* [WHAT IS ASKED]: Pick out each line of the material below containing the string "dumpster" and copy those lines. Matching is case-sensitive.

[Excerpts from a pointing dataset]
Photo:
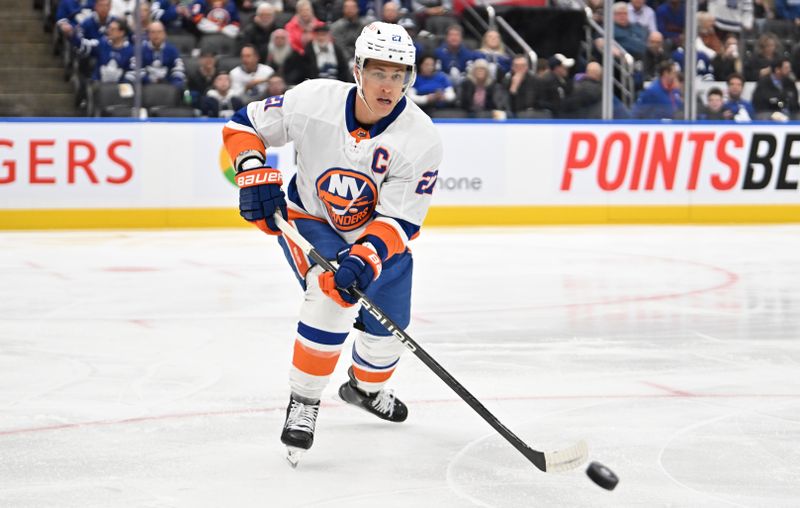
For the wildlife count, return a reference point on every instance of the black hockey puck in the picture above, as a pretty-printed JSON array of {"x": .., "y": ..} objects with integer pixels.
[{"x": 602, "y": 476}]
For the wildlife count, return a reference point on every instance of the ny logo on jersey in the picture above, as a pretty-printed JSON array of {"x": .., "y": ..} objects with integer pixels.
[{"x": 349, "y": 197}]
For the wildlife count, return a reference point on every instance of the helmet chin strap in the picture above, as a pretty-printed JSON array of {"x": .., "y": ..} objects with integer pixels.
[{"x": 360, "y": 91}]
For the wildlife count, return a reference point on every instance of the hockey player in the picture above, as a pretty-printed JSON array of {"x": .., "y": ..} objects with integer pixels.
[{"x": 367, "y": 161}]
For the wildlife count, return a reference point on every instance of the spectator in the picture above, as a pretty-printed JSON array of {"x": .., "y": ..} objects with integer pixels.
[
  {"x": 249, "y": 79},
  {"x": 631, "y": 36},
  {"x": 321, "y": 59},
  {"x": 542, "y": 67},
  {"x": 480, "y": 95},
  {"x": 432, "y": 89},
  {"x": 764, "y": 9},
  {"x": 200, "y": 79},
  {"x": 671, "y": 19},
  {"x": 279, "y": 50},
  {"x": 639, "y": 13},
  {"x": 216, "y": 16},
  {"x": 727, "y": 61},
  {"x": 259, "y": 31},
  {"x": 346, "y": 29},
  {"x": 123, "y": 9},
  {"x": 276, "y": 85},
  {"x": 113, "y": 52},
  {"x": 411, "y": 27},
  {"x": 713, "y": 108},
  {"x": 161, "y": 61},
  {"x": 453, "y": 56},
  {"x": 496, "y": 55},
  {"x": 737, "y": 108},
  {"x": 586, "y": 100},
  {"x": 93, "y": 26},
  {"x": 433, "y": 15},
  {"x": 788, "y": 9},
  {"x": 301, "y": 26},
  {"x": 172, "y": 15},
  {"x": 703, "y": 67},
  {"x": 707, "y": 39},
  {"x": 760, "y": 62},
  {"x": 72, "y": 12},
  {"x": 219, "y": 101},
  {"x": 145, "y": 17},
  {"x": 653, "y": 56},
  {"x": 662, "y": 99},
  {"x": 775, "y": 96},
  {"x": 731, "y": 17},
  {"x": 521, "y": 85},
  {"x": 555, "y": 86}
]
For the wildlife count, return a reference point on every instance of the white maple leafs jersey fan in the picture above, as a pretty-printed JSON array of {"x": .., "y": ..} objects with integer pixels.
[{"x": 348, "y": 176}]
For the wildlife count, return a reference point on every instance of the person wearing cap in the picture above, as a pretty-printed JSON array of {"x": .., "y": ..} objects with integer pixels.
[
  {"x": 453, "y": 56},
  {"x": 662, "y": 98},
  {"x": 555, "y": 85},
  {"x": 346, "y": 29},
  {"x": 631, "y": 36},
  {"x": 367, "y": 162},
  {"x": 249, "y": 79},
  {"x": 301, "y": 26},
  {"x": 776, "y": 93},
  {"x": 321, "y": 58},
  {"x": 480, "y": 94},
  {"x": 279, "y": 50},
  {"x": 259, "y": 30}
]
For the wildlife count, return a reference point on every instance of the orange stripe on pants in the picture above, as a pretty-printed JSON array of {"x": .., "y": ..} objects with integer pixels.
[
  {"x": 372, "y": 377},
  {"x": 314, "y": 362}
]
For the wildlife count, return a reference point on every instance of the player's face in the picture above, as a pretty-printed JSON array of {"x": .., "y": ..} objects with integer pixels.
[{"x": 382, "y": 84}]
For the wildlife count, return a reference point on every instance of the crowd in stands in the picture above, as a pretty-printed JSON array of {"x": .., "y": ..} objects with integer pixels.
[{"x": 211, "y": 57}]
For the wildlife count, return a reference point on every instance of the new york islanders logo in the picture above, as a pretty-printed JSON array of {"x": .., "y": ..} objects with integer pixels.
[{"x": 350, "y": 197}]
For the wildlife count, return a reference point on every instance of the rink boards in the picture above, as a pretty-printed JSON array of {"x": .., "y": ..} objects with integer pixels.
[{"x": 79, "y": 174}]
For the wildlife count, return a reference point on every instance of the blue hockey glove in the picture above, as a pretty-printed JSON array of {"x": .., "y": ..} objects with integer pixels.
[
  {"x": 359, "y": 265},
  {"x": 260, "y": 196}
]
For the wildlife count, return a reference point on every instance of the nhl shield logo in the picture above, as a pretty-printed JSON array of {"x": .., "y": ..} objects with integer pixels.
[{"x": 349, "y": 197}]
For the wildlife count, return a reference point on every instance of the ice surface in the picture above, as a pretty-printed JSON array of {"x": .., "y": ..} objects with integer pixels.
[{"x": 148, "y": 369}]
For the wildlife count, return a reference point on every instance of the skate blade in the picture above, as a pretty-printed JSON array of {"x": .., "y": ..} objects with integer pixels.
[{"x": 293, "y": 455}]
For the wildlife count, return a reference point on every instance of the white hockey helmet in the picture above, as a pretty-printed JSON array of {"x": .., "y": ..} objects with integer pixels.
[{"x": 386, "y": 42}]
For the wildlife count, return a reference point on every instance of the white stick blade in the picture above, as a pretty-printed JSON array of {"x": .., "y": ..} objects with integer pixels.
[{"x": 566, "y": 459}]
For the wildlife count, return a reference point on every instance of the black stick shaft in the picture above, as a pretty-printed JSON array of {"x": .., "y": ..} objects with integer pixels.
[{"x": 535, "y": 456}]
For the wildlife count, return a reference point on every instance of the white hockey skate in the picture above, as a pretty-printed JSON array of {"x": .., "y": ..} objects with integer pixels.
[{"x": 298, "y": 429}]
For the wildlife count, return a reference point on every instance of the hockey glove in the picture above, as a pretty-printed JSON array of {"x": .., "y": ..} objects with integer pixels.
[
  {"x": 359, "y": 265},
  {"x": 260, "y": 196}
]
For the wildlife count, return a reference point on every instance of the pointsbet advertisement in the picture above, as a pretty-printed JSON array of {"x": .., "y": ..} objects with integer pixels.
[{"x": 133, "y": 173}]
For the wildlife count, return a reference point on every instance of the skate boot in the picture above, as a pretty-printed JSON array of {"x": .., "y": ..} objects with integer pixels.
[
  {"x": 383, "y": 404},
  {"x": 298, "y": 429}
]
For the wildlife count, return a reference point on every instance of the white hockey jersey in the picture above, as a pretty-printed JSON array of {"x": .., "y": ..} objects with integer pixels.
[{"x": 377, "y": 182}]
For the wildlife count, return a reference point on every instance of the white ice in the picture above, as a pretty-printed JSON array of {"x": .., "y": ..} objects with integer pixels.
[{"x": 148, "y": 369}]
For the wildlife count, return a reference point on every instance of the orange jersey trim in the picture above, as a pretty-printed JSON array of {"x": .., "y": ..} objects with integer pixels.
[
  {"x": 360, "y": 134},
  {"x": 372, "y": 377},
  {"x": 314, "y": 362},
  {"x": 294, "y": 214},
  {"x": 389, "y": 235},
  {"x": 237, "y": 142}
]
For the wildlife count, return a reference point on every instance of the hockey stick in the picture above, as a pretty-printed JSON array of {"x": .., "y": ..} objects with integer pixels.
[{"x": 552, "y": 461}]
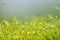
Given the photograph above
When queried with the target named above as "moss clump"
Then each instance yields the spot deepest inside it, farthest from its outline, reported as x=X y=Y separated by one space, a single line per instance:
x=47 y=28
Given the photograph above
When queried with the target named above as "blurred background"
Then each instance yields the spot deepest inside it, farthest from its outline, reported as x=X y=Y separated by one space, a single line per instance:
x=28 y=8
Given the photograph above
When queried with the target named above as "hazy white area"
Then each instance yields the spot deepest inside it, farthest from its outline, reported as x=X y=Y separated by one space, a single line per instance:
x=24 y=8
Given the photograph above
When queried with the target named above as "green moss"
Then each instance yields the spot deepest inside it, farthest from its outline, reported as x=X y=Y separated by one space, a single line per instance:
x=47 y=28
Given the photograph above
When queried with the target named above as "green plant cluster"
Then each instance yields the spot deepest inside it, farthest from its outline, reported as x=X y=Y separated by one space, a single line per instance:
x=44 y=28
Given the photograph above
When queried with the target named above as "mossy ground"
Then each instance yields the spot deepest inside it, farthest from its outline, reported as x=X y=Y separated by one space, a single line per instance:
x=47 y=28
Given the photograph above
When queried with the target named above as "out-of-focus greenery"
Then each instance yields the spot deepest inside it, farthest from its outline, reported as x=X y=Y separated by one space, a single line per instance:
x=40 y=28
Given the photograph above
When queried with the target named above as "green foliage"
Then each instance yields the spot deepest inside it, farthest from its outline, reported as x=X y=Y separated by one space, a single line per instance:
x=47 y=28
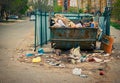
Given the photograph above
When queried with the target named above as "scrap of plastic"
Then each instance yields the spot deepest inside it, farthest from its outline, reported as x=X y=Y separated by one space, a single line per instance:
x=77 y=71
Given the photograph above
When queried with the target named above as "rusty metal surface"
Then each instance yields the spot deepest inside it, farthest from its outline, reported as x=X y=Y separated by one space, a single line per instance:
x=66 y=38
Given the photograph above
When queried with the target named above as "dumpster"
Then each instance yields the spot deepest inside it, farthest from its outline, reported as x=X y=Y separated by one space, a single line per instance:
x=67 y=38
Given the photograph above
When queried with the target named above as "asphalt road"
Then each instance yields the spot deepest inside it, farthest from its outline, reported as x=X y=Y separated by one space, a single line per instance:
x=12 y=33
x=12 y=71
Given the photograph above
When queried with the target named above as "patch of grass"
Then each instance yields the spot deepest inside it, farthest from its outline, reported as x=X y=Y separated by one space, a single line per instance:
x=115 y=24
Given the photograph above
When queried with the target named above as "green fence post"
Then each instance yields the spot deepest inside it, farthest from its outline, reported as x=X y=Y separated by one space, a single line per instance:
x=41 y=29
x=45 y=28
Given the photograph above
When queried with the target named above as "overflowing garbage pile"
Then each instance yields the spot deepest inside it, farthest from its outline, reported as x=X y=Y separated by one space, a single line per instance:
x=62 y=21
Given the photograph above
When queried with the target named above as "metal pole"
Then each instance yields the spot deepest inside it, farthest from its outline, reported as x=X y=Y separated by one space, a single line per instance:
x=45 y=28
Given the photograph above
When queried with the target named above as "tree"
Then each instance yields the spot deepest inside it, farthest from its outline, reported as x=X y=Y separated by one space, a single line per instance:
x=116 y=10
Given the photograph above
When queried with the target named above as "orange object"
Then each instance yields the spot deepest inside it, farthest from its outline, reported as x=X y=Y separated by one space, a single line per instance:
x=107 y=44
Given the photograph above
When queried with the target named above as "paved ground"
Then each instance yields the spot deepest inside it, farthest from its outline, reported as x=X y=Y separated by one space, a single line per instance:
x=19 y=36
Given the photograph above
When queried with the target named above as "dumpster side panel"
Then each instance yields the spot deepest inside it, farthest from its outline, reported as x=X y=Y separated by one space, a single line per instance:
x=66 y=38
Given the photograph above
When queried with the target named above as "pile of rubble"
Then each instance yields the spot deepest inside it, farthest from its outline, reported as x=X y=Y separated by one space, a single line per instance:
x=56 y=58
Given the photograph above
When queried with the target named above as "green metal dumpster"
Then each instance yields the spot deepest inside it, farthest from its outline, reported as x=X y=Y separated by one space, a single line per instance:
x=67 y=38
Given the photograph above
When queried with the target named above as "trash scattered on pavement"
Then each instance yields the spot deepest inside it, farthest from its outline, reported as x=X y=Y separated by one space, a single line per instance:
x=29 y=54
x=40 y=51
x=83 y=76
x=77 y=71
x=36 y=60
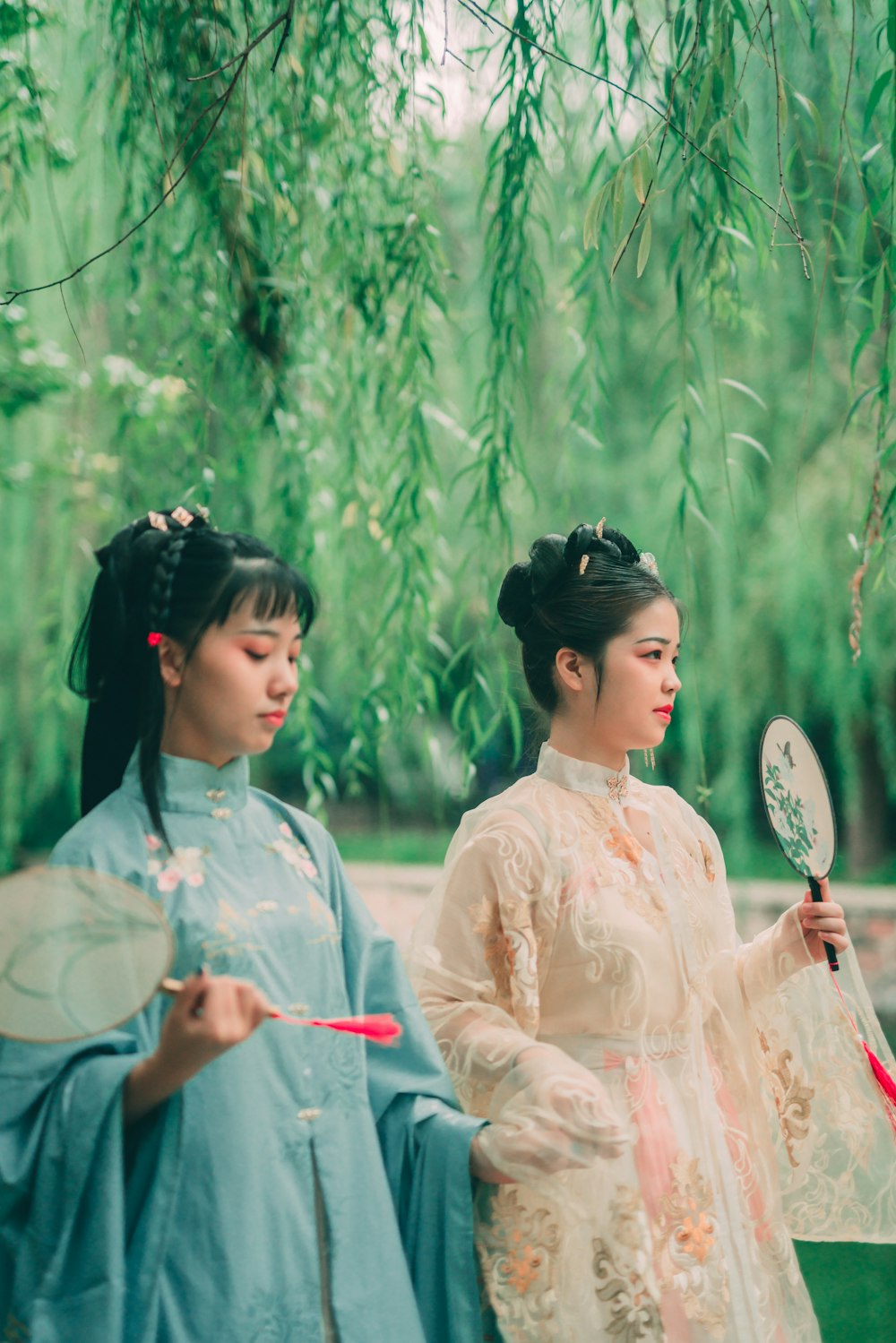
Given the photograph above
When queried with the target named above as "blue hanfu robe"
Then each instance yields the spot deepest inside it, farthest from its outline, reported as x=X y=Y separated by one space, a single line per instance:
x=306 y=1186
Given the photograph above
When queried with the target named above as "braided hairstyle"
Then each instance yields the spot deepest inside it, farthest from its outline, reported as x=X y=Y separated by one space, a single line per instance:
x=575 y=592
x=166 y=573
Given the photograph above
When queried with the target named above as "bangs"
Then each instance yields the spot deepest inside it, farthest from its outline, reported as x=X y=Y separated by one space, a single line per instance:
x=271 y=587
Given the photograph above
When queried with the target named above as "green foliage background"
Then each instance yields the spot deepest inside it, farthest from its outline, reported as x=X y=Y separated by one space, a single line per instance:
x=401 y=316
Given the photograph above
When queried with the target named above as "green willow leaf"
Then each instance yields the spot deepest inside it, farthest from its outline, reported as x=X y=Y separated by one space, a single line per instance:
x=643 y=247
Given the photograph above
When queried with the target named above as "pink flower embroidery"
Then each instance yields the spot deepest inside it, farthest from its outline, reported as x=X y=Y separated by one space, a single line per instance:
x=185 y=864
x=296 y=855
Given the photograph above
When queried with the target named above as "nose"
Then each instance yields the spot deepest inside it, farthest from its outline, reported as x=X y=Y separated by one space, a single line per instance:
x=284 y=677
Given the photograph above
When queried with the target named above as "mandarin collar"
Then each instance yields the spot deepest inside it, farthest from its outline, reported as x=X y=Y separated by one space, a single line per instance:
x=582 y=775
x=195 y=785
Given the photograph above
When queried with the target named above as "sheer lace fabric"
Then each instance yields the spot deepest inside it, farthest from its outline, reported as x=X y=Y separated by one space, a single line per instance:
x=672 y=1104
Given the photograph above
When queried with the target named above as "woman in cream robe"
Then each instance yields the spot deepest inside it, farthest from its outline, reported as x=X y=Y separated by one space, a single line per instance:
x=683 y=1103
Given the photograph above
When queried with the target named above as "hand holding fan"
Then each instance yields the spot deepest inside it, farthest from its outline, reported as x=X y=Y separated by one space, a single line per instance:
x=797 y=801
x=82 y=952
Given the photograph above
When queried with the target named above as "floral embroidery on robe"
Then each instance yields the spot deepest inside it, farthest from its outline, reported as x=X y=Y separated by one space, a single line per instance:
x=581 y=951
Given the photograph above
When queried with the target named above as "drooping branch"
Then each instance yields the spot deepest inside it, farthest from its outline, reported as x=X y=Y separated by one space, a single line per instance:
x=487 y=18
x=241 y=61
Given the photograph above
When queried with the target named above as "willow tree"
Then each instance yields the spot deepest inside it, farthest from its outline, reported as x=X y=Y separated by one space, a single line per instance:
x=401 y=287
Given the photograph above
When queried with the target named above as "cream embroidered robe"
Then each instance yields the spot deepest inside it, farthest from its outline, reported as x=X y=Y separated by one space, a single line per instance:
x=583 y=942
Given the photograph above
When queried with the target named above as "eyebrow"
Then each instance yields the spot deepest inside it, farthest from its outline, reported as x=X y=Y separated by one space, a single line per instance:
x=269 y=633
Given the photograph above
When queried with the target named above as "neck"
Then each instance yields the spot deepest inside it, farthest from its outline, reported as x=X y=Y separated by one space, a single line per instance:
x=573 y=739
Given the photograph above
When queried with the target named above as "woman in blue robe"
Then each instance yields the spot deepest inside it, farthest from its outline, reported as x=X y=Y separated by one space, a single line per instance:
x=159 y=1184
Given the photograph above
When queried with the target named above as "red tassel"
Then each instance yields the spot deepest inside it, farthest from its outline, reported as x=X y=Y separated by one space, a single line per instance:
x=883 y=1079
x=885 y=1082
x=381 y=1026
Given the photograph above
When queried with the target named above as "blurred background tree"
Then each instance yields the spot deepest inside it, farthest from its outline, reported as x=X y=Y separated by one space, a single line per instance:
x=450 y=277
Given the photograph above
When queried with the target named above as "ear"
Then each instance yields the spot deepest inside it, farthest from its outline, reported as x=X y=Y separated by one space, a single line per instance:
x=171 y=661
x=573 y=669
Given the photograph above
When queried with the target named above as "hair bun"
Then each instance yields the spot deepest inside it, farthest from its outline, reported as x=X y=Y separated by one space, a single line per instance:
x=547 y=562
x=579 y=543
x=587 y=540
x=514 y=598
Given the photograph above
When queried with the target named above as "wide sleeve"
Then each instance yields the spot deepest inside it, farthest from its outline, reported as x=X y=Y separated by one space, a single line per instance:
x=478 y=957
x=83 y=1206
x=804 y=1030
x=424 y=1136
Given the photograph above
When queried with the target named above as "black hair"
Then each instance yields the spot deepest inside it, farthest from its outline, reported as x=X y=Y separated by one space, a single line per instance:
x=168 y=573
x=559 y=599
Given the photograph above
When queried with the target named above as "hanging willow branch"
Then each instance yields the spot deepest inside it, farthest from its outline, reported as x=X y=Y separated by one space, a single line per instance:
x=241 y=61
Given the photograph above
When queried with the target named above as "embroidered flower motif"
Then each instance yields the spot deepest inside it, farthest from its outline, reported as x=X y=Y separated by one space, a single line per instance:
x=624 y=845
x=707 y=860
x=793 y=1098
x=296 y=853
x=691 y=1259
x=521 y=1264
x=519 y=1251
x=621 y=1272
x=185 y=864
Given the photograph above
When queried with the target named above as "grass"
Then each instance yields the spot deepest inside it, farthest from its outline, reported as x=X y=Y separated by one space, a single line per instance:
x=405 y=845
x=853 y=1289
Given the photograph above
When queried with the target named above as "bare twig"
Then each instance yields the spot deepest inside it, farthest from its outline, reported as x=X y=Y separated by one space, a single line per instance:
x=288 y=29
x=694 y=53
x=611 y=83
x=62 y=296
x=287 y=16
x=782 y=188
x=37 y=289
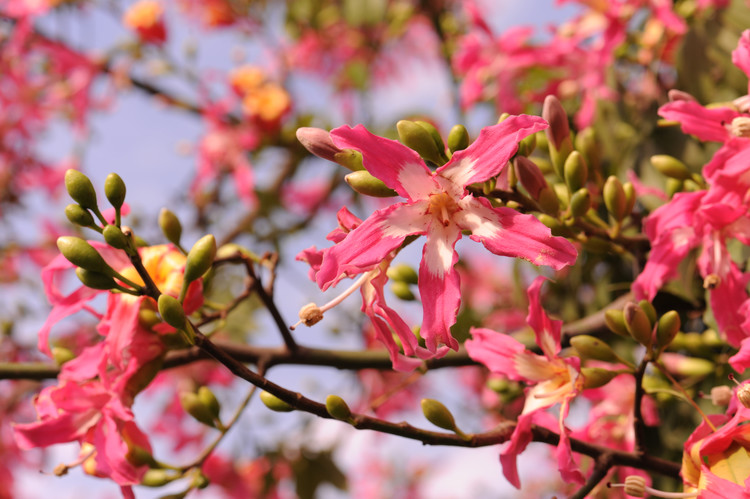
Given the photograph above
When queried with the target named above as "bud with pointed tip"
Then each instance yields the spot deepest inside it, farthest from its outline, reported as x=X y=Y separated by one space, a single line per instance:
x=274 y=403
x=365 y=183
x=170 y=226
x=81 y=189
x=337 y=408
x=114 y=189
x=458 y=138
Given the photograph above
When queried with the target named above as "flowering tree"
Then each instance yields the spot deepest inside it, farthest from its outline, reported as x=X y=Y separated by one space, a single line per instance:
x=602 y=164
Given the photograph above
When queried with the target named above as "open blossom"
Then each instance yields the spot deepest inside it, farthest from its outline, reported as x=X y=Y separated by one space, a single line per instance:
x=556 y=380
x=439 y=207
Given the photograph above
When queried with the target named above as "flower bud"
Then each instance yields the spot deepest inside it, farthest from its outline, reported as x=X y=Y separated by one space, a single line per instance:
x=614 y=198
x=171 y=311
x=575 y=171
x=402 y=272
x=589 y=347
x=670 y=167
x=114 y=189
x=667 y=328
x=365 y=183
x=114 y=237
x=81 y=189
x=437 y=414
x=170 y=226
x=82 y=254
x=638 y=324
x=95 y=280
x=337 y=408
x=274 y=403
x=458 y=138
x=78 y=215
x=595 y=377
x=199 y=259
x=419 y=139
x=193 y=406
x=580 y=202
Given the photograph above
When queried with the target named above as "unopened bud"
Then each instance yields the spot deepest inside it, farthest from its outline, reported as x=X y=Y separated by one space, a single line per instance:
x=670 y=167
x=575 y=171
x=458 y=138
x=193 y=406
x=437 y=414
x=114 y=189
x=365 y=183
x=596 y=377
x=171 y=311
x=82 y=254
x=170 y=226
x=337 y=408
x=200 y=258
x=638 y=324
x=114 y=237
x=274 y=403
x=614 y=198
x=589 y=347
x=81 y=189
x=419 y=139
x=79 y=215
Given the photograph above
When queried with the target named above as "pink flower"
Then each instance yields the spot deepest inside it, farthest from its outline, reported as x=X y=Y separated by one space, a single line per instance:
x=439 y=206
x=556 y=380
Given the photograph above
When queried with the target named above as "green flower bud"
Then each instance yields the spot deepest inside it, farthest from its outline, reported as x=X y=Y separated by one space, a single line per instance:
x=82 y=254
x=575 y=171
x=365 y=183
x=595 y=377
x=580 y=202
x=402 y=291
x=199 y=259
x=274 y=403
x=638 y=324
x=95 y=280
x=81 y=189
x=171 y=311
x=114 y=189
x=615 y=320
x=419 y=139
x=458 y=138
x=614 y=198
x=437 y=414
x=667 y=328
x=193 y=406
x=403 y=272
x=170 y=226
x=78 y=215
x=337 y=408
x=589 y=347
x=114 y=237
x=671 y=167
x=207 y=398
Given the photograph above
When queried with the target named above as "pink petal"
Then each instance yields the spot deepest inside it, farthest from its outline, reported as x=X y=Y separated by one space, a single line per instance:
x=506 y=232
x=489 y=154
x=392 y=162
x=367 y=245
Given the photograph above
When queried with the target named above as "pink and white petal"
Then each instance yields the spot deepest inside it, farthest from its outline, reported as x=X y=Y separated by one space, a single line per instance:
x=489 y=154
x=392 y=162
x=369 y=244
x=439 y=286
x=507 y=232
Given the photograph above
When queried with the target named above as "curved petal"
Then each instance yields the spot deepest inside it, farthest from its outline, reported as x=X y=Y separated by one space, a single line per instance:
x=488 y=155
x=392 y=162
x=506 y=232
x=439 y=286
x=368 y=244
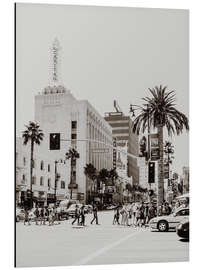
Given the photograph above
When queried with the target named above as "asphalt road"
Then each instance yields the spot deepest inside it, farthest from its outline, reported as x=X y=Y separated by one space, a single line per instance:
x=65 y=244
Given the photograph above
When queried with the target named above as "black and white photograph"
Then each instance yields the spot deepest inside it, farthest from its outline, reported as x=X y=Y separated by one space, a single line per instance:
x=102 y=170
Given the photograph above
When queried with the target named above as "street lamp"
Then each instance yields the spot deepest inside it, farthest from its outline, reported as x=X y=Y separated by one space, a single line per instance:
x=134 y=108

* [EXERCISE OUTPUT]:
When queried with the target named above as "dumpster"
When queried with the target named above as "dumpster side panel"
When queried with the target named above as "green metal dumpster"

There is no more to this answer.